### [Challenge]
Starting at the line with "Could you put a marker on the front tire", transcribe each line through the final one, both included, and add nothing.

### [Stored rows]
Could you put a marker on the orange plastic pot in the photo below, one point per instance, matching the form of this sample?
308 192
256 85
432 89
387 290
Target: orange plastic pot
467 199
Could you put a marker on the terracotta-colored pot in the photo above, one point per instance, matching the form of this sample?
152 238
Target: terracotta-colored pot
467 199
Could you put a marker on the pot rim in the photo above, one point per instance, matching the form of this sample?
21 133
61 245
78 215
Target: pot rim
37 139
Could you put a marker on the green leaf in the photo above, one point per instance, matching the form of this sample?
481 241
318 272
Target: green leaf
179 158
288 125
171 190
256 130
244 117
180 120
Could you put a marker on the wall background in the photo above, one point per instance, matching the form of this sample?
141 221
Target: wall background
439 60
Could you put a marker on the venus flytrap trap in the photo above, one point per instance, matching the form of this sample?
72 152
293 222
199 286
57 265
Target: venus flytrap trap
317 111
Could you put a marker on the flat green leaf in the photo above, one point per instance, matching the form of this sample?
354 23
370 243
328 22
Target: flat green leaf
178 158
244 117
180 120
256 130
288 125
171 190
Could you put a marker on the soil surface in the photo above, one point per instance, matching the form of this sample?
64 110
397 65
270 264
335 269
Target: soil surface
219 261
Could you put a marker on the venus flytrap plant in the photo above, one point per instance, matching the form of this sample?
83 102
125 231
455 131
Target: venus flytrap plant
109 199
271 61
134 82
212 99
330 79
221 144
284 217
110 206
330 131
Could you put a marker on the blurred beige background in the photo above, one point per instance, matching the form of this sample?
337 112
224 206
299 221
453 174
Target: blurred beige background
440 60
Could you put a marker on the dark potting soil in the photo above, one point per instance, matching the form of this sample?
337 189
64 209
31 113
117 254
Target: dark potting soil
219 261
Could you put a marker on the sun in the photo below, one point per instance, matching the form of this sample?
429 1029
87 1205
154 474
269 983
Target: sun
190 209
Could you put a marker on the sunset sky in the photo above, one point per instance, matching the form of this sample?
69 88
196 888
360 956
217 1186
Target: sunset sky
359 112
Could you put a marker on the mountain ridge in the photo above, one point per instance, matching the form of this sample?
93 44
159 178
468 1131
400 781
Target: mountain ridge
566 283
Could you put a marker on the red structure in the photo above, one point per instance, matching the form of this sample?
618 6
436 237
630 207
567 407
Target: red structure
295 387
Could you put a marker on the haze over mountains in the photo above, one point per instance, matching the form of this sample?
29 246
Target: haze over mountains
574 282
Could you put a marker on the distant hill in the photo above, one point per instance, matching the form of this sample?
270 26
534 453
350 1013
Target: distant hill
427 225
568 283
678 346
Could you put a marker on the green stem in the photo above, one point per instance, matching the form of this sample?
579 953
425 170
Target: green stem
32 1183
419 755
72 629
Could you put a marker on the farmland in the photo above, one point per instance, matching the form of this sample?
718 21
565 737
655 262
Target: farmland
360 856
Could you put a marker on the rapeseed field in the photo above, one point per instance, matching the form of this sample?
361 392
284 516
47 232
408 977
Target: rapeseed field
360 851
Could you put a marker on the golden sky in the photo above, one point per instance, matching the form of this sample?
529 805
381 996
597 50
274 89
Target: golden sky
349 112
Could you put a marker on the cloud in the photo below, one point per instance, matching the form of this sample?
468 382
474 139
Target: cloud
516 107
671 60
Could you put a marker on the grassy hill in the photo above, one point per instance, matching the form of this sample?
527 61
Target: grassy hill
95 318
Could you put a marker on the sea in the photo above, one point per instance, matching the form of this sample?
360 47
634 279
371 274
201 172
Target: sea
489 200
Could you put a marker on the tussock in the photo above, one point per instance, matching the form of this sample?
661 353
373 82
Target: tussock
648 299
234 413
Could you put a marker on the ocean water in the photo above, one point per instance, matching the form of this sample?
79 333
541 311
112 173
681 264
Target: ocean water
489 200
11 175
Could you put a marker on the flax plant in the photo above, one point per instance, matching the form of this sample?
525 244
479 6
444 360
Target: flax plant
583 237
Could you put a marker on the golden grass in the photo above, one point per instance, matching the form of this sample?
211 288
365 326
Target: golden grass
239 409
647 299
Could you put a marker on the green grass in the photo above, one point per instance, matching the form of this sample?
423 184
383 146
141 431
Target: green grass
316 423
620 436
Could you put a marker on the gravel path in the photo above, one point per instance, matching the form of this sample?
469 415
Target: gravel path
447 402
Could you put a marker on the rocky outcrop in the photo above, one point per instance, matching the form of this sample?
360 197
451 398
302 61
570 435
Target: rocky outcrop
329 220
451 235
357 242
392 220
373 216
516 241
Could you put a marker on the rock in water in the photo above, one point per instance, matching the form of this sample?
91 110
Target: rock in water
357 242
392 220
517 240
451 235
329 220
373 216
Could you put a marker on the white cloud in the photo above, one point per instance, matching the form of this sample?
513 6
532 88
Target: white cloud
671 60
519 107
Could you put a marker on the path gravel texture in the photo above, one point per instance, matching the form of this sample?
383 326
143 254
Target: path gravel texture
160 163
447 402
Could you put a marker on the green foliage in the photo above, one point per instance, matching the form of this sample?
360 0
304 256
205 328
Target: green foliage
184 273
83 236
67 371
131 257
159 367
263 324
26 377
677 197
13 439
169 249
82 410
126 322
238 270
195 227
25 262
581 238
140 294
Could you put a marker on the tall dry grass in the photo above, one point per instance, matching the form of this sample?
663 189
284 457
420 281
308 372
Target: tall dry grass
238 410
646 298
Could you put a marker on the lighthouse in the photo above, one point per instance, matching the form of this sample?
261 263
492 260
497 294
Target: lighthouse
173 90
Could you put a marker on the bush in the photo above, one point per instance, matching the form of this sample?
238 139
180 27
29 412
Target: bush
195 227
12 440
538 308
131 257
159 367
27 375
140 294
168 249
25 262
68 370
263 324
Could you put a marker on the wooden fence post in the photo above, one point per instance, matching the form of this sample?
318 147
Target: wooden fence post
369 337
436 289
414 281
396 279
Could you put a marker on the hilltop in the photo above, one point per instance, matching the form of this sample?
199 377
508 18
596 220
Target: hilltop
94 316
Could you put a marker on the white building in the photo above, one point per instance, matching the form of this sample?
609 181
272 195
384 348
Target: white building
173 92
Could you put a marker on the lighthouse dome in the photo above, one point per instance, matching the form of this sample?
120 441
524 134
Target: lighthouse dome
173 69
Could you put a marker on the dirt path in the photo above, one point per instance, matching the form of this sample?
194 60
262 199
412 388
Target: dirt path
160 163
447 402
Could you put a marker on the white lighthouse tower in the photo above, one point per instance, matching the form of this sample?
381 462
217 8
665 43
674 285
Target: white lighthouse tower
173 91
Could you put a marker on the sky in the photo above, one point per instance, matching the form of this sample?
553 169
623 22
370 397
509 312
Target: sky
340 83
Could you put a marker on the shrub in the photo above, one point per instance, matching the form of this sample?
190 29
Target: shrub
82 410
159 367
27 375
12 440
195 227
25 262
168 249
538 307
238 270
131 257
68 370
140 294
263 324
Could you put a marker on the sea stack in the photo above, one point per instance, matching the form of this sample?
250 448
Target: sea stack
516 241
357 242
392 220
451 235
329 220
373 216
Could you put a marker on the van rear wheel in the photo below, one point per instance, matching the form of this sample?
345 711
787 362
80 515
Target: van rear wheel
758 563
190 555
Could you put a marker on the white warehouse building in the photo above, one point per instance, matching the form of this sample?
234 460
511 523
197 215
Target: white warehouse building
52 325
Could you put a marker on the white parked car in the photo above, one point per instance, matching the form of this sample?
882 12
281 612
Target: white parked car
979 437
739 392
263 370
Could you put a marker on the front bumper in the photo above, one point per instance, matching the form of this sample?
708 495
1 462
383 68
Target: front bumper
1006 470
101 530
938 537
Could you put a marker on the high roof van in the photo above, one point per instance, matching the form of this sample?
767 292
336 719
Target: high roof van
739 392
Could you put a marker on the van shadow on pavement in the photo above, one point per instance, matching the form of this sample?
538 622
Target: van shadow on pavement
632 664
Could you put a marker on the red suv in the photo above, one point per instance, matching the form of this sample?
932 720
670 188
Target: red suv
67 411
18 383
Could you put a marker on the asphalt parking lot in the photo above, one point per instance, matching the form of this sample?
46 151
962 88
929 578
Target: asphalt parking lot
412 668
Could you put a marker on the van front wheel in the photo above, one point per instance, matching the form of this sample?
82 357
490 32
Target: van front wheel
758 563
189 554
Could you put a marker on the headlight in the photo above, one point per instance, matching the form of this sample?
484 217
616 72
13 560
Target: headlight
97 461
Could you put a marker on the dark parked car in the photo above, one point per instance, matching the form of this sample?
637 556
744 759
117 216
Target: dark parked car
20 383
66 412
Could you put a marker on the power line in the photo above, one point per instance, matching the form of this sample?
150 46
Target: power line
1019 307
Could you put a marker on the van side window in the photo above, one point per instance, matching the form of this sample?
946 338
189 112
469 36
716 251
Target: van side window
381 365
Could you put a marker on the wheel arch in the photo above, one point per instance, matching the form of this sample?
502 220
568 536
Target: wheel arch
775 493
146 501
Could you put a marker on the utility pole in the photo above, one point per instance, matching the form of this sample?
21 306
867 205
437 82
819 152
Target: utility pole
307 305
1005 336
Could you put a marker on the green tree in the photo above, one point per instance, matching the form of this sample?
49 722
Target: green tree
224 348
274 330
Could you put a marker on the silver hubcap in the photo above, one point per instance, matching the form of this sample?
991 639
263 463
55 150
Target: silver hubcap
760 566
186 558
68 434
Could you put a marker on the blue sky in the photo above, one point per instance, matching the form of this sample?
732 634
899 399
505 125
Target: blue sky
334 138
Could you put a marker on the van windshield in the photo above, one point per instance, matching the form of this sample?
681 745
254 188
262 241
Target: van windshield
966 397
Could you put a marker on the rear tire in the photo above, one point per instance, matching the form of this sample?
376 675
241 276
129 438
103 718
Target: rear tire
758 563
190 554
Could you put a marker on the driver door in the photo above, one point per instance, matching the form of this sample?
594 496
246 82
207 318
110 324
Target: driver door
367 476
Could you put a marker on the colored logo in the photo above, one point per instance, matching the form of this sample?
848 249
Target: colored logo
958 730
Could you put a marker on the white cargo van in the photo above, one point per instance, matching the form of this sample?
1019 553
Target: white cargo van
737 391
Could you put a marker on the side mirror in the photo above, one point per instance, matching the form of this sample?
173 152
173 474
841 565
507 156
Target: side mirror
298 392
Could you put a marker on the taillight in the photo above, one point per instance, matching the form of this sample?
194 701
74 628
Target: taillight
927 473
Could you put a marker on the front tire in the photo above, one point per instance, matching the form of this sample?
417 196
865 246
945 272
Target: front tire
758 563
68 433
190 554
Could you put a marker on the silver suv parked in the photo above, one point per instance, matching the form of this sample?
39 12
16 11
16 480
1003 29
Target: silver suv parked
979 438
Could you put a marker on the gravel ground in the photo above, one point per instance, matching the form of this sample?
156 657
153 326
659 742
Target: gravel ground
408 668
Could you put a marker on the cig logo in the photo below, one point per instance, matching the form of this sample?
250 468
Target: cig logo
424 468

### [Response]
Could you put a marker on the front tire in the photo above, one point per instance, matching the form of this sample?
417 196
865 246
945 272
Target: front tire
758 563
68 433
190 554
Could you put a marker on the silver suv parked in the photo above, one point per instance, matching the form of this sample?
39 12
16 11
16 480
1003 29
Target: silver suv parked
979 438
Could you put a marker on the gravel ground in the photo above, one point per instance, matching the form of this sample?
156 657
153 326
659 742
Target: gravel ground
408 668
Could you put a marker on the cig logo in the photo below, one point per instance, matching the form of this sample?
250 468
Target: cig logo
424 468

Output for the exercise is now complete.